_Work instruction_: Taking the listing below, restate word for word each line from the line with "Target: reflection on glass table" to the line with "[(109, 99), (457, 59)]", ends included, and stop there.

_Data for processing_:
Start of Block
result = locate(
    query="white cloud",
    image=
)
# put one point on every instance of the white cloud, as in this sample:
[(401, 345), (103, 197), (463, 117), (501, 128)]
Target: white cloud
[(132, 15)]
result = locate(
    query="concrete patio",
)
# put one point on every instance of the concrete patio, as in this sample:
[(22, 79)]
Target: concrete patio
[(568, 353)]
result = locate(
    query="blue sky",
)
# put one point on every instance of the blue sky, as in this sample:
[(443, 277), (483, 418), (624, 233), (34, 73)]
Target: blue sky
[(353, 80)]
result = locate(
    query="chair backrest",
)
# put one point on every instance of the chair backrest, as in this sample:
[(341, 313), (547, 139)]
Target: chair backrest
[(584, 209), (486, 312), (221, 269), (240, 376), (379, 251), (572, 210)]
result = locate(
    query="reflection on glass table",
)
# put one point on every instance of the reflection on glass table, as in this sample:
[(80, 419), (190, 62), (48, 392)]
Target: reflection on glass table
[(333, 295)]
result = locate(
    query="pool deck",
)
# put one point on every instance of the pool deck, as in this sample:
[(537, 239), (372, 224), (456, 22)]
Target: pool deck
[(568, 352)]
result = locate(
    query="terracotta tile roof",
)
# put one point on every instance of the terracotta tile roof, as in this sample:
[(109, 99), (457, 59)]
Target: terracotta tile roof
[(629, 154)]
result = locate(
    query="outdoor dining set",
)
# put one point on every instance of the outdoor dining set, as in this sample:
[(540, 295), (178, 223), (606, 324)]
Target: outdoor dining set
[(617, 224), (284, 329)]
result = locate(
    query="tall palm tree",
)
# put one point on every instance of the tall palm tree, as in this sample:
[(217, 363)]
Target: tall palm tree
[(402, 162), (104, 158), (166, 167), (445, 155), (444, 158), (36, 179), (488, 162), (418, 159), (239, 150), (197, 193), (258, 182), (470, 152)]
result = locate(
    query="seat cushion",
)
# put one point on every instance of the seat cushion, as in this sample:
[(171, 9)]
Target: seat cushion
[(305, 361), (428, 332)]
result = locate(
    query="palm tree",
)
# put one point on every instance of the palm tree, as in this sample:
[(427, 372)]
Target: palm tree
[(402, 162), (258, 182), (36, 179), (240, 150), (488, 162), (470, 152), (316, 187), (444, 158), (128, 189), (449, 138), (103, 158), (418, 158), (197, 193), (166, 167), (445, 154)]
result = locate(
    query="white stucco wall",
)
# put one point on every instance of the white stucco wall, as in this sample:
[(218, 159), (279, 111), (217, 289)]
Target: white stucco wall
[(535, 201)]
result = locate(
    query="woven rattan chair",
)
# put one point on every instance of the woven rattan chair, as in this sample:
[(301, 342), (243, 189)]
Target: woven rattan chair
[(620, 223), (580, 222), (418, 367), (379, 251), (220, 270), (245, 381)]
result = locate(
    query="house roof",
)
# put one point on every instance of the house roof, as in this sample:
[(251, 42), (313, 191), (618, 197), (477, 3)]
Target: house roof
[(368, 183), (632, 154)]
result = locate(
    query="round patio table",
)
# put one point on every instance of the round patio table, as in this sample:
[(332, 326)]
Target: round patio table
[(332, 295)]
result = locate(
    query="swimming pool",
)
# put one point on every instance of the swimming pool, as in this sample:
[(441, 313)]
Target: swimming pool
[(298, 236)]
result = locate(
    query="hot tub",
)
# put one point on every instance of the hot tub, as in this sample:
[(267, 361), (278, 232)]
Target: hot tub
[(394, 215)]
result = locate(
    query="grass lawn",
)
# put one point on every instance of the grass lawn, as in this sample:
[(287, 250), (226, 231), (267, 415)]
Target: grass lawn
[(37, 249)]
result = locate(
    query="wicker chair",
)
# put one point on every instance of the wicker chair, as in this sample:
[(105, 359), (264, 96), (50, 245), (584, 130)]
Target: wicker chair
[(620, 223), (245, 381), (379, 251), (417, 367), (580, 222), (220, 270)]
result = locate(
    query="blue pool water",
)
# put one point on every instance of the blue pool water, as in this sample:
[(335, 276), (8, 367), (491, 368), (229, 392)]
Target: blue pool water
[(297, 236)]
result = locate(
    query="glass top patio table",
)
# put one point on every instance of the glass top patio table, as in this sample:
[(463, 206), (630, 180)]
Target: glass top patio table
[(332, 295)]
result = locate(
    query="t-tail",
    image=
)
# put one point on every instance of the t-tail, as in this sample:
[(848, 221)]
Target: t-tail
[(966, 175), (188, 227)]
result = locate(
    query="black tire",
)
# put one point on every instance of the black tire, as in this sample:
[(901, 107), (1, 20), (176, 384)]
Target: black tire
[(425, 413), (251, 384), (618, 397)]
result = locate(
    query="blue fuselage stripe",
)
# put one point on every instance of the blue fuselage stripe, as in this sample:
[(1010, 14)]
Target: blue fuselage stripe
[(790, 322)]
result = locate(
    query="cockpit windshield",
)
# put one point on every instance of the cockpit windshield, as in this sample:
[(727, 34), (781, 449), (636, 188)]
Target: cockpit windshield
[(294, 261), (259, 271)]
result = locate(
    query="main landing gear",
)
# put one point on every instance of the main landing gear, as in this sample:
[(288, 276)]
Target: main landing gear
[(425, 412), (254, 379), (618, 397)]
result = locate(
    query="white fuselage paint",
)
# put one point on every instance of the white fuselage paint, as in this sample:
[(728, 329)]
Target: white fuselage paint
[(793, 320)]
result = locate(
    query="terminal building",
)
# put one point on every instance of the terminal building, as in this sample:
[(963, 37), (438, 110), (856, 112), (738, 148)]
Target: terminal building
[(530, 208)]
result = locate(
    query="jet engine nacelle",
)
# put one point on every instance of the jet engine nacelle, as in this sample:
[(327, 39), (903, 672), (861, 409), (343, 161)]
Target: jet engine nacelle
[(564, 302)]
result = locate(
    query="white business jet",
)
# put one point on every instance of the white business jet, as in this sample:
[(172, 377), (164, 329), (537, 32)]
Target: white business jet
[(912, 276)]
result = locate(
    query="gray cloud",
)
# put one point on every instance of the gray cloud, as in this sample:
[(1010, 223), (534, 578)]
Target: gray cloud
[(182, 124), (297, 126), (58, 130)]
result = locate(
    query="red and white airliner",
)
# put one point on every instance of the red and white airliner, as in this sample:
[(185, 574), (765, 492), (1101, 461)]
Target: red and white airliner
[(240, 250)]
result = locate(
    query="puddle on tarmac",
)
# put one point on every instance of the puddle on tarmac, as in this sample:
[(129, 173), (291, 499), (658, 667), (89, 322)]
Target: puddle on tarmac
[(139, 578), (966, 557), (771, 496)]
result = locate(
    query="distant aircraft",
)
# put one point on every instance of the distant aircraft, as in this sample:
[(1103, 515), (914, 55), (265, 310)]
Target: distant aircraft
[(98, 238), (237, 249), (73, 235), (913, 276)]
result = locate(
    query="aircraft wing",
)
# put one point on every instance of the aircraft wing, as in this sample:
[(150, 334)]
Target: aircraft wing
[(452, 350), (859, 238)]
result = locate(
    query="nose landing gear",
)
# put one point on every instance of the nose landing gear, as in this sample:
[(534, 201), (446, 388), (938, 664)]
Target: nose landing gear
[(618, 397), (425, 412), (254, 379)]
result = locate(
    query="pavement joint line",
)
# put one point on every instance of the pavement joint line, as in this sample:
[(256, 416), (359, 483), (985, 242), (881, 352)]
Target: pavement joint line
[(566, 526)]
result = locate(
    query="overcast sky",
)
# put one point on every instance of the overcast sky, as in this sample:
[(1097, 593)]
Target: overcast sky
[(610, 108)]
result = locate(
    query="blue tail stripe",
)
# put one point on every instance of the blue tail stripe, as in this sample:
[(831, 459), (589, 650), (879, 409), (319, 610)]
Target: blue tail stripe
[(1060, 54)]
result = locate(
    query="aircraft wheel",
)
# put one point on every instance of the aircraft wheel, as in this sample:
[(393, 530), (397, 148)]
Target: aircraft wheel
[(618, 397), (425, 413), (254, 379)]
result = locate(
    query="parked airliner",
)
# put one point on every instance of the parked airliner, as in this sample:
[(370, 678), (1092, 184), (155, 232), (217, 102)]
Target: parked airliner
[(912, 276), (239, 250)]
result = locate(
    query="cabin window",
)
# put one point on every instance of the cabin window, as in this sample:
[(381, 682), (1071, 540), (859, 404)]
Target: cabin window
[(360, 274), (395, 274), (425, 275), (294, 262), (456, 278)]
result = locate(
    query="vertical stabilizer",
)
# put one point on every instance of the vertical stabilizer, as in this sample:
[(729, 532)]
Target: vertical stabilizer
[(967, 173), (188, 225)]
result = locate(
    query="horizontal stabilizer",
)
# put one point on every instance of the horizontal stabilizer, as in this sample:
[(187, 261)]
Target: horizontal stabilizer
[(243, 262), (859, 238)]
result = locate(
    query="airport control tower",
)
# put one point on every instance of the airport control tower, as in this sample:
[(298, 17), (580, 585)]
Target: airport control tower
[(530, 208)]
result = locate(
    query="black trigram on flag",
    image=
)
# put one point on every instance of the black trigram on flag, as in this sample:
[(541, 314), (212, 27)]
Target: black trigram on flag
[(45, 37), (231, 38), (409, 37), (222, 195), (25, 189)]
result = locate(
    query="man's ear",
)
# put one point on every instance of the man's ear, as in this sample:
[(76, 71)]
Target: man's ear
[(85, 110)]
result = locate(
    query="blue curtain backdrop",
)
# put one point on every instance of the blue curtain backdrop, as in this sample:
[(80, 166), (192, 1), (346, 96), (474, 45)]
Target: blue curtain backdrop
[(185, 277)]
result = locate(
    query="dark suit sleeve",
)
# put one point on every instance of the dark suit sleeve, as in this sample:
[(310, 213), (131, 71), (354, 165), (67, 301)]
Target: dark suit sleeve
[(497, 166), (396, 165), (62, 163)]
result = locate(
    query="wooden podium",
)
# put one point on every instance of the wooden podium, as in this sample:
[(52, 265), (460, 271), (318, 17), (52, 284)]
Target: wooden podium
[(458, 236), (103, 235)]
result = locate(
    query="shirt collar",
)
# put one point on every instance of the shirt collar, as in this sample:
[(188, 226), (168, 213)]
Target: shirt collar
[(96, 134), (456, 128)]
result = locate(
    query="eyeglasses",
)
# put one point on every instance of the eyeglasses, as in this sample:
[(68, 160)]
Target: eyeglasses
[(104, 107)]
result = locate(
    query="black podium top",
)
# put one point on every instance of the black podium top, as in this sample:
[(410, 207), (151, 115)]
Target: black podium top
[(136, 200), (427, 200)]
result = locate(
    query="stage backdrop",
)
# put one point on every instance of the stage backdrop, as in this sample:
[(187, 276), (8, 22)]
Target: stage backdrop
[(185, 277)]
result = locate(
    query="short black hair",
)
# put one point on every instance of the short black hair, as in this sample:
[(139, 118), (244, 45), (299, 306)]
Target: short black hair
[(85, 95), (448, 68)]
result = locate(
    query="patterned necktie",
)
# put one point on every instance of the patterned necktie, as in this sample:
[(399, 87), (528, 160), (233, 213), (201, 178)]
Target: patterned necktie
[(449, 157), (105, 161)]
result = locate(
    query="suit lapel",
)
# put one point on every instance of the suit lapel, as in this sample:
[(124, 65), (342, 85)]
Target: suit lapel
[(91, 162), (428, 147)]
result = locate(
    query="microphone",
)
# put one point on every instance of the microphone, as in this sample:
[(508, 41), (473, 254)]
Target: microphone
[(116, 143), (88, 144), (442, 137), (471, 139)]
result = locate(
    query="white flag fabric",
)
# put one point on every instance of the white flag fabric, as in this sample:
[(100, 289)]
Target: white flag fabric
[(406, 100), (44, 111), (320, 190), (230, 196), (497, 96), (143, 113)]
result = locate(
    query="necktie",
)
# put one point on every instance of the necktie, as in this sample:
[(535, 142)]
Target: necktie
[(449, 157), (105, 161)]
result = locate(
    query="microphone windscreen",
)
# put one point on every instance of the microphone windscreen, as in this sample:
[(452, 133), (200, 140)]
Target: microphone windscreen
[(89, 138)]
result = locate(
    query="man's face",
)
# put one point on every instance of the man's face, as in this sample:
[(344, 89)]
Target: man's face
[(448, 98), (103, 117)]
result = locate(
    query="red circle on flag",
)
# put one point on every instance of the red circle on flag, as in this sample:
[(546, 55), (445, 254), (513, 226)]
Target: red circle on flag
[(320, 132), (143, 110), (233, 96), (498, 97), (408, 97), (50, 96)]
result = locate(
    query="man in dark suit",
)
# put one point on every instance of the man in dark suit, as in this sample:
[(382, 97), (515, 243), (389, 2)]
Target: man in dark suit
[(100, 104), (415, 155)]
End of Block
_Task output_:
Target: reflection on glass table
[(333, 295)]
result = locate(
    query="pool deck",
)
# put one point on every instance of the pool deck, as in this sample:
[(537, 239), (372, 224), (456, 22)]
Target: pool deck
[(568, 352)]
result = locate(
    query="terracotta tile roof",
)
# put one point on every instance of the terracotta tile roof, as in this sample:
[(109, 99), (457, 59)]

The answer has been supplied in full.